__Exercise objective__: Copy every record verbatim. Leave the pictures out.

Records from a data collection
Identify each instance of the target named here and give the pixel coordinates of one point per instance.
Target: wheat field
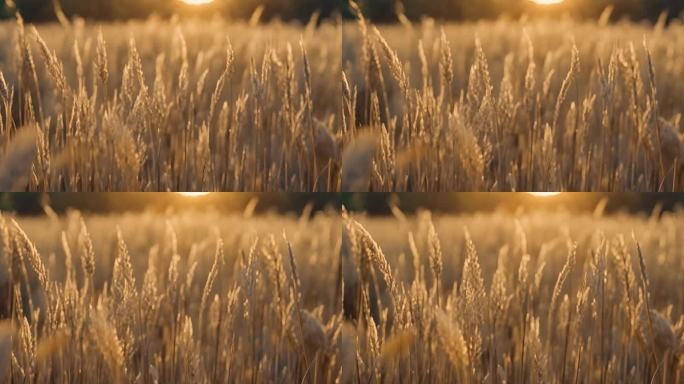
(534, 297)
(159, 105)
(518, 105)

__Solution for this exercise__:
Identify each instance of the target named here and give the pixel coordinates of one point per instance.
Target: wheat field
(534, 297)
(159, 105)
(518, 105)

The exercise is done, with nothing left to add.